Swap "instance" for "occurrence" in the lines starting at the one that contains "Indicate a point on each instance of the climber's arm, one" and ending at the one that contains "x=263, y=213", and give only those lines again with everything else unchanged. Leave the pictures out of your answer.
======== Given data
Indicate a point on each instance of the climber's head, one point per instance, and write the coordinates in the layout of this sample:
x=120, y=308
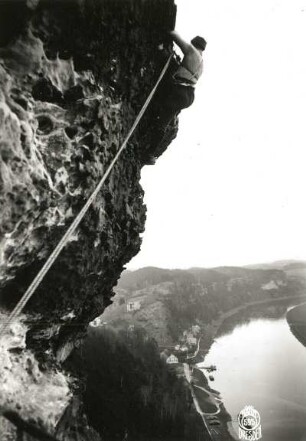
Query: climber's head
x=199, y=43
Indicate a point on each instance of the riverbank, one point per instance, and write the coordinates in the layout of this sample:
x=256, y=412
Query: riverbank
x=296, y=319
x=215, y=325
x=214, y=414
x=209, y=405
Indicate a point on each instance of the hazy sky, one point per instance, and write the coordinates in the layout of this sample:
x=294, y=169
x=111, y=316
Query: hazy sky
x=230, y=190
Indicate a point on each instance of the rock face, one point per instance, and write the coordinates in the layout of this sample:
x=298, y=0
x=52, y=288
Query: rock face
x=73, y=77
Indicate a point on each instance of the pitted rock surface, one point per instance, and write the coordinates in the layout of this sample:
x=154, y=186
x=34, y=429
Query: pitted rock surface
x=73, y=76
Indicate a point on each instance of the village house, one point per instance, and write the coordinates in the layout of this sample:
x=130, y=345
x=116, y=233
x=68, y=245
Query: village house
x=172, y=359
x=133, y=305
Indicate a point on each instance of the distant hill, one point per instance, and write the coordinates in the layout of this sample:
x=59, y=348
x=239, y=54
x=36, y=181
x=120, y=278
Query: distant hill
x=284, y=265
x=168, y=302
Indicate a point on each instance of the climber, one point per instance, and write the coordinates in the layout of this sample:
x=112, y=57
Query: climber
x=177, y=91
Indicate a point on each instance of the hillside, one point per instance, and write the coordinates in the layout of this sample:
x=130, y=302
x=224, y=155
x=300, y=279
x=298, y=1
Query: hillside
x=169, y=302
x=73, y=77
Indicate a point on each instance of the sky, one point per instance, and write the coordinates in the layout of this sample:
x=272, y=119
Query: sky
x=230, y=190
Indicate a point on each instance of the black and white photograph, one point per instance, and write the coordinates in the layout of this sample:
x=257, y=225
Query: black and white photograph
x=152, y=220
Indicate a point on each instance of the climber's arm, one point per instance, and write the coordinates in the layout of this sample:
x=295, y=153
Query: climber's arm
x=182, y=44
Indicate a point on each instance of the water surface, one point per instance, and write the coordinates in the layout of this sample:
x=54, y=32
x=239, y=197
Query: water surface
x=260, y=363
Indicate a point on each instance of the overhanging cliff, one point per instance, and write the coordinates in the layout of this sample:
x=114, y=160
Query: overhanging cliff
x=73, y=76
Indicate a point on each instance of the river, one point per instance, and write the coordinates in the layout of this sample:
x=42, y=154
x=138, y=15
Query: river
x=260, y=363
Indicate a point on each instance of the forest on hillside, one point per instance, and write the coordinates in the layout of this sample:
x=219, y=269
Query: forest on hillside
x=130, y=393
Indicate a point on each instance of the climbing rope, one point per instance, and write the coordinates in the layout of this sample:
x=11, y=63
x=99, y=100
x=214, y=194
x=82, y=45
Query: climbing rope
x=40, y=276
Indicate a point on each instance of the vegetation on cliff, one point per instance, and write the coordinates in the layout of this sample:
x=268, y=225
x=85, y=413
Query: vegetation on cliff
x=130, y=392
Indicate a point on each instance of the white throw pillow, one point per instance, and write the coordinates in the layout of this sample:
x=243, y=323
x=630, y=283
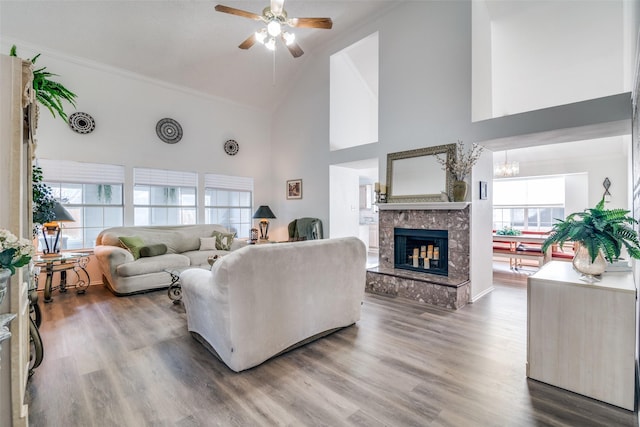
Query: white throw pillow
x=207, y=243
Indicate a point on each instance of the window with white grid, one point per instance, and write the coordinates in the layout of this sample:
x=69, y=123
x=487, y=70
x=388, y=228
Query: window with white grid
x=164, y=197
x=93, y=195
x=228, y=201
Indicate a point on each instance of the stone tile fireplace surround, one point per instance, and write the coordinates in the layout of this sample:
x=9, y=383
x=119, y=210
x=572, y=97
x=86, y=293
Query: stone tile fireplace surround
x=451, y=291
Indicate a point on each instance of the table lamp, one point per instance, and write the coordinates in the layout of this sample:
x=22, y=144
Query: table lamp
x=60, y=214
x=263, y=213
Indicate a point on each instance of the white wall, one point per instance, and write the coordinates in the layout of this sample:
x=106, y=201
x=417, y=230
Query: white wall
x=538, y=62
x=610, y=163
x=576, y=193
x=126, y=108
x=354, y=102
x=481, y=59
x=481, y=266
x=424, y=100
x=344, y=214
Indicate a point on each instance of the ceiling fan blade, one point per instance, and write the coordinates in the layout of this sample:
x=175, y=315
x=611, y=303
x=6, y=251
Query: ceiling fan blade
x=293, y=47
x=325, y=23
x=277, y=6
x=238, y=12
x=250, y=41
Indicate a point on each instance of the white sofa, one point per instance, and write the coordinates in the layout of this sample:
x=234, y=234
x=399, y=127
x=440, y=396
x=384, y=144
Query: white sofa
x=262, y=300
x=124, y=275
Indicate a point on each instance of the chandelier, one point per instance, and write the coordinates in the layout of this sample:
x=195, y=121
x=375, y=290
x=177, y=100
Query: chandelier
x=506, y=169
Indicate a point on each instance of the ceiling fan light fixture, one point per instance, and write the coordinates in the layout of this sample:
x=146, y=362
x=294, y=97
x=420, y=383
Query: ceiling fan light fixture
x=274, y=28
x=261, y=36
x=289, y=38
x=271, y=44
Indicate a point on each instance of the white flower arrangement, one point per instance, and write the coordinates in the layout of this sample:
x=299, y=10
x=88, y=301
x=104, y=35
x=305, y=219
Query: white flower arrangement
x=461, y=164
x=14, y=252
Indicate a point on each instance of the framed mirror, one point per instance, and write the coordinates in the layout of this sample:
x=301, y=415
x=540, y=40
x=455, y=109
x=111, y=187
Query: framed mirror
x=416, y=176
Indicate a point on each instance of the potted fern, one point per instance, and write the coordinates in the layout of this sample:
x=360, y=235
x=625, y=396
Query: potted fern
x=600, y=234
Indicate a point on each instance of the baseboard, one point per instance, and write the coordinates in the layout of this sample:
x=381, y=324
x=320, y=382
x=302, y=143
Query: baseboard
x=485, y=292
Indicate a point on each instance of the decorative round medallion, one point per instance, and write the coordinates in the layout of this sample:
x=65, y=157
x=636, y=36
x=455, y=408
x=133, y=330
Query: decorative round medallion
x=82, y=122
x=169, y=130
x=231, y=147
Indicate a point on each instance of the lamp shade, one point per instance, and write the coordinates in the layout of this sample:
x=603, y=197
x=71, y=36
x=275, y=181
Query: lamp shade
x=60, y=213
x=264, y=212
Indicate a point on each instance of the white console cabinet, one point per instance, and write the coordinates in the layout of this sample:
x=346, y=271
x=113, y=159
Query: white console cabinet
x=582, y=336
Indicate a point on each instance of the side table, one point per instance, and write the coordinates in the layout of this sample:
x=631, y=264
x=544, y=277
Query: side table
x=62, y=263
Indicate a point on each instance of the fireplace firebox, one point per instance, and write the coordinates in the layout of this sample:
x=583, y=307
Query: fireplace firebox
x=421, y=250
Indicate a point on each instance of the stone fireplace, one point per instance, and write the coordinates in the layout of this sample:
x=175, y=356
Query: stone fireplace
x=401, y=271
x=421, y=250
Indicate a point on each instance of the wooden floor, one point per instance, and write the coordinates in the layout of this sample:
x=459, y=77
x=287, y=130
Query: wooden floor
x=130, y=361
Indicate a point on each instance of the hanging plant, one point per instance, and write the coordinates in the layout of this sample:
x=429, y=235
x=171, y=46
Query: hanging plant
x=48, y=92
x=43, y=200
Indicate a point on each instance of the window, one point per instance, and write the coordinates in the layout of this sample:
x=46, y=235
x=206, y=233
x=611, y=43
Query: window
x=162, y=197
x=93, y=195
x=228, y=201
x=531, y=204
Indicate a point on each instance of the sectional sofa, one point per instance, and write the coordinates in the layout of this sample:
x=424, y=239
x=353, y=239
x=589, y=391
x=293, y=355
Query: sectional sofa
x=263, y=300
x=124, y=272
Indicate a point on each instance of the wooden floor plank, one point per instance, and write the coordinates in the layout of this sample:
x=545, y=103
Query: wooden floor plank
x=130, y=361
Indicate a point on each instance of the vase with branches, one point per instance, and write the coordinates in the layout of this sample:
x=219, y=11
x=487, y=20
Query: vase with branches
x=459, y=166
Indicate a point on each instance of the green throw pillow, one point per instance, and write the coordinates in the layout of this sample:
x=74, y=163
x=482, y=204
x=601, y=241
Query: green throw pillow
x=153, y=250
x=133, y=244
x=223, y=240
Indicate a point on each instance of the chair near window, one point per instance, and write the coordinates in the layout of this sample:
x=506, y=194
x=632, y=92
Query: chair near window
================
Correct answer:
Indicate a point on each occurrence of the climber's arm, one point per occurrence, and write the coordinates in the layout of this sample:
x=295, y=153
Query: climber's arm
x=182, y=44
Indicate a point on each occurrence of the water surface, one point per occurrence, and write the coordinates in the layout of this sample:
x=54, y=32
x=239, y=197
Query: water surface
x=260, y=363
Indicate a point on each occurrence of the overhanging cliff, one point per occurrence, and write the coordinates in the layout of this sample:
x=114, y=160
Query: overhanging cliff
x=73, y=76
Indicate a point on each occurrence of the river, one point per occurrence, and write the coordinates in the layout of this sample:
x=42, y=154
x=138, y=15
Query: river
x=260, y=363
Indicate a point on each occurrence of the forest on hillside, one point per occurrence, and write the coordinates in the layout of this sample:
x=219, y=269
Query: forest on hillside
x=130, y=393
Indicate a point on each occurrence of the climbing rope, one point per occurrence, and write the coordinates in the layout of this sample:
x=11, y=63
x=99, y=100
x=214, y=194
x=82, y=45
Query: climbing rope
x=40, y=276
Indicate a point on each occurrence of the vegetation on cliff, one point per occurrence, and write the coordinates in the layout of this sample:
x=268, y=225
x=85, y=413
Query: vegetation on cliff
x=130, y=392
Indicate a point on each occurrence of the white throw pillow, one point per occurrence, and write the coordinates in the layout of this sample:
x=243, y=323
x=630, y=283
Query: white throw pillow
x=207, y=243
Indicate a point on each occurrence of the window with white grid, one point per occurrence, and write the coordinates in the layout of this sample:
x=69, y=123
x=487, y=70
x=388, y=228
Query: window with white grid
x=164, y=197
x=93, y=195
x=228, y=201
Indicate a point on each occurrence of the stone tile fireplace surround, one point per occurrence, and write the coordinates in the layout of this sample:
x=9, y=383
x=119, y=210
x=572, y=97
x=86, y=293
Query: stone tile fireplace surround
x=451, y=291
Indicate a point on each occurrence of the table lamp, one point per occurrence, and write the coordinates in the layout of this sample:
x=22, y=144
Query: table lamp
x=60, y=214
x=263, y=213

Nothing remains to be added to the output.